The specific assembly process in this embodiment is as follows. Referring to FIG. 10, the sealing ring 12 is arranged on the anti-disengagement snap-fit part 11, a glue is coated on the connecting tube 10, and the anti-disengagement snap-fit part 11 is stuck with the connecting tube 10. Referring to FIG. 11, the connecting tube 10 is rotated to the handle 2. Referring to FIG. 12, finally, the anti-disengagement snap-fit part 11 is inserted into the needle tube 1 and buckled it. When the anti-disengagement snap-fit part 11 is inserted into the needle tube 1, the elastic cantilever 112 will be squeezed inward and deformed elastically. When the snap joint 113 reaches the snap-fit slot 1A, the elastic cantilever 112 will restore deformation outward, the snap joint is snapped into the snap-fit slot 1A, so the needle tube 1 is fixedly connected to the anti-disengagement snap-fit part 11, and they will not easily be detached due to a strong pulling force.

The needle tube of traditional Bluetooth temperature probe is generally reused as an electrode of charging line. The PCB is provided with a metal elastic tab, and the needle tube is electrically connected to the PCB through the metal elastic tab. Since the needle tube is threadedly connected to the handle, when the needle tube rotate relative to the handle, the metal elastic tab will rub against the inner wall of the needle tube, the PCB will produce torsional force due to the frictional force, which can easily generate adverse effects on the connecting structures of the PCB and antenna. In the present application, the connecting tube 10 and the anti-disengagement snap-fit part 11 are provided as the intermediate connectors. The anti-disengagement snap-fit part 11 is fixedly provided on the connecting tube 10 and they are formed integrally. The connecting tube 10 is rotated to the handle 2, and the anti-disengagement snap-fit part 11 is snapped into the needle tube 1 to fix the needle tube 1 to the anti-disengagement snap-fit part 11. Since the needle tube 1 is inserted into the anti-disengagement snap-fit part 11 in a straight line, so they do not need to be rotated relative to each other, the metal elastic tab 41 on the PCB 4 will not produce torsional force to the PCB 4, which will not generate adverse effects on the connecting structures of the PCB 4 and antenna 5. The above are the preferred embodiments of the present application, which are not intended to limit the protection scope of the present application. Therefore, all equivalent changes made according to the structure, shape and principle of the present application should be covered within the protection scope of the present application.

——————

## [Direction 1]
In the temperature probe text, what happens to the elastic cantilever 112 when the anti-disengagement snap-fit part 11 is pushed into the needle tube 1?
## [Direction 2]
Extend the temperature probe text by writing what comes after its last sentence.

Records

——————

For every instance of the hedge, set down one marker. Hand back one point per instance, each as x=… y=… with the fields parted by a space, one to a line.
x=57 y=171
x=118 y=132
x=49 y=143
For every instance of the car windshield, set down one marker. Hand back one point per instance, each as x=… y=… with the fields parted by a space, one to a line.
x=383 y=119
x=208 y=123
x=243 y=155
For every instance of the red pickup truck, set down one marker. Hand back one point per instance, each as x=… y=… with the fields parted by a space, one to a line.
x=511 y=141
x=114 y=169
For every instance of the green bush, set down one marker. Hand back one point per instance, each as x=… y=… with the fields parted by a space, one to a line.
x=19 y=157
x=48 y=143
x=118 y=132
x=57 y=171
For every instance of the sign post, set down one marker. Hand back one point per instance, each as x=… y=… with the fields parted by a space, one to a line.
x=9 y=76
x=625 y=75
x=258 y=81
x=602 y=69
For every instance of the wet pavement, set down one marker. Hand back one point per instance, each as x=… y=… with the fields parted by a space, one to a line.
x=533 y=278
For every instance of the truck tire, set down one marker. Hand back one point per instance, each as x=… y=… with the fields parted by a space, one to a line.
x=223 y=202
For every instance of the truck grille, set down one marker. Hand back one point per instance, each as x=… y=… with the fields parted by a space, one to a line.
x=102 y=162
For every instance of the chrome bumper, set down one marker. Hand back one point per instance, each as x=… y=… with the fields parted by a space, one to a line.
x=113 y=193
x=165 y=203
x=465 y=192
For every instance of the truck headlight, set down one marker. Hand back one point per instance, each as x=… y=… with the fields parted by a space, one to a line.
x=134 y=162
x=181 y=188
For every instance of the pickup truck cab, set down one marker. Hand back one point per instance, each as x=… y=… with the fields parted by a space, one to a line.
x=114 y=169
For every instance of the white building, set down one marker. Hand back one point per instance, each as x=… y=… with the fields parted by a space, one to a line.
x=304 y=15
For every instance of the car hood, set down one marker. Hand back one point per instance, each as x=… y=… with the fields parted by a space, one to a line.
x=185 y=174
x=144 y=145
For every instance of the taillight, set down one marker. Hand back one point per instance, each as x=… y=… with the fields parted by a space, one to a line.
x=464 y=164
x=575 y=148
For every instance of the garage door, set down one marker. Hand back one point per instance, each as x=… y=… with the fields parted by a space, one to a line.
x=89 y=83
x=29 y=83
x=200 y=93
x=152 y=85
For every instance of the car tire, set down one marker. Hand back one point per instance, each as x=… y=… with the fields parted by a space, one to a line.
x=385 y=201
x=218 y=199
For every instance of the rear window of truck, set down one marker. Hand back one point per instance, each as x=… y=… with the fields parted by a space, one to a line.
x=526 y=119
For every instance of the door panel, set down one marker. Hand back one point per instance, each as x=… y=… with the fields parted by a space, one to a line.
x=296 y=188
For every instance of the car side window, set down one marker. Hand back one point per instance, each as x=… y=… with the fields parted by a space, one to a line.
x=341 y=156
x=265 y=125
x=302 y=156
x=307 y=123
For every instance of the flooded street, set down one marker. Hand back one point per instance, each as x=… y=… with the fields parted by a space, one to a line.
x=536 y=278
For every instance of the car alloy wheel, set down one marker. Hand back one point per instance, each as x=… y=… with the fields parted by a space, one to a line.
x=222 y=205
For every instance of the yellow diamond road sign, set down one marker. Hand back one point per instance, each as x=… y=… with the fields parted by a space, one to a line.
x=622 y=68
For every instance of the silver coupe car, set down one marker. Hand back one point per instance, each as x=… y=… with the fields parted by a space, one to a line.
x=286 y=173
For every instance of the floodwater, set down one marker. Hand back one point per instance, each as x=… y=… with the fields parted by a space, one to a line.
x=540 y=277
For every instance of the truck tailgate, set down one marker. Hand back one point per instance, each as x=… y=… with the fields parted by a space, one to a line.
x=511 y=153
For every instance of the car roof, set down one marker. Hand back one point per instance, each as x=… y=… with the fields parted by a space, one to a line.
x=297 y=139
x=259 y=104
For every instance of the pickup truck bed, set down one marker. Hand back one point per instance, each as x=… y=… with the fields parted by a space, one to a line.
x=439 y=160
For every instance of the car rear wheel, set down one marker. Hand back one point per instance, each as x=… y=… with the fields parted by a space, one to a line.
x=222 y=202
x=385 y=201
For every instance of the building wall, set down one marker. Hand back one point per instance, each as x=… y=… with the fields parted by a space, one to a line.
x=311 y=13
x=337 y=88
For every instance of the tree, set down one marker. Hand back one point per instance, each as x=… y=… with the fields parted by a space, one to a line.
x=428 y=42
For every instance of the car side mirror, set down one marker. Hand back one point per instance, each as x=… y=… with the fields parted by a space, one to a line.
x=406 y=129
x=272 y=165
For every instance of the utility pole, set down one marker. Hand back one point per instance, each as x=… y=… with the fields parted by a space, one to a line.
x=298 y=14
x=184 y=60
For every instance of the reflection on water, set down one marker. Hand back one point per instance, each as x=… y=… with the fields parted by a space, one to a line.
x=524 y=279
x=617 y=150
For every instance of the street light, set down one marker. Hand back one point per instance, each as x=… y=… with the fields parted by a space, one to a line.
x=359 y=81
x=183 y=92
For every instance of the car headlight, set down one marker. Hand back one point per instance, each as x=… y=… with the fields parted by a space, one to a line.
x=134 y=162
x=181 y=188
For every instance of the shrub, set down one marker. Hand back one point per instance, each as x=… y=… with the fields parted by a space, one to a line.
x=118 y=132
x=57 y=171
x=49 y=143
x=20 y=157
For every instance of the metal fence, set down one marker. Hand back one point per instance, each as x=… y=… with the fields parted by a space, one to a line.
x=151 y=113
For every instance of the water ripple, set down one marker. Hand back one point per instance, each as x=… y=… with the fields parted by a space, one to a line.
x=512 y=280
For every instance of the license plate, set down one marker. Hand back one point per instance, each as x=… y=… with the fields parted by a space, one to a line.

——————

## [Final answer 1]
It is squeezed inward and deformed elastically.

## [Final answer 2]
LIST OF REFERENCE SIGNS

• • 1. needle tube; 1A. snap-fit slot; 2. Handle; 21. internal thread; 3. first temperature sensor; 4. printed circuit board (PCB); 41. metal elastic tab; 5. Antenna; 51. hard substrate; 52. antenna metal layer; 53. insulation layer; 54. charging line layer; 6. accommodating cavity; 7. charging metal head; 8. shielding tube; 9. second temperature sensor; 10. connecting tube; 101. external thread; 102. shaft shoulder; 103. annular groove; 11. anti-disengagement snap-fit part; 111. annular base; 112. elastic cantilever; 113. snap joint; and 12. sealing ring.

Claims

1. A Bluetooth temperature probe, comprising: a needle tube, a handle, a first temperature sensor, a printed circuit board (PCB) and an antenna, wherein the handle is fixedly connected to the needle tube, an accommodating cavity is provided in the handle and the needle tube, the first temperature sensor, the PCB and the antenna are arranged in the accommodating cavity, the first temperature sensor and the antenna are electrically connected to the PCB, the antenna is a hard base antenna, the antenna comprises a substrate and an antenna metal layer provided on the substrate, and a rear end of the antenna metal layer extends into the handle.

2. The Bluetooth temperature probe according to claim 1, wherein the substrate is a high frequency insulation substrate, and the antenna metal layer is provided on the high frequency insulation substrate.

3. The Bluetooth temperature probe according to claim 2, wherein a charging line layer is provided on a backside of the high frequency insulation substrate, a tail end of the handle is provided with a charging metal head, a first end of the charging line layer is electrically connected to the charging metal head, and a second end of the charging line layer is electrically connected to the PCB.

4. The Bluetooth temperature probe according to claim 2, wherein the high frequency insulation substrate is made of epoxy resin, poly(p-phenylene oxide) (PPO) resin or fluorine-based resin.

5. The Bluetooth temperature probe according to claim 1, wherein the substrate is a copper substrate, the copper substrate is further provided with an insulation layer, the antenna metal layer is provided on the insulation layer, the copper substrate is further used as an electrode of a charging line, and a tail end of the handle is provided with a charging metal head electrically connected to the copper substrate.

6. The Bluetooth temperature probe according to claim 1, wherein the substrate is an aluminum substrate, the aluminum substrate is further provided with an insulation layer, the antenna metal layer is provided on the insulation layer, the aluminum substrate is further reused as an electrode of a charging line, and a tail end of the handle is provided with a charging metal head electrically connected to the aluminum substrate.

7. The Bluetooth temperature probe according to claim 1, wherein a shielding tube is provided in the accommodating cavity, the antenna is arranged in the shielding tube, and a rear end of the antenna extends out of the shielding tube.

8. The Bluetooth temperature probe according to claim 1, wherein the needle tube is a stainless-steel needle tube, and the handle is a ceramic handle.

9. The Bluetooth temperature probe according to claim 1, further comprising: a second temperature sensor configured to detect environmental temperature, wherein the second temperature sensor is arranged in the handle and electrically connected to the PCB.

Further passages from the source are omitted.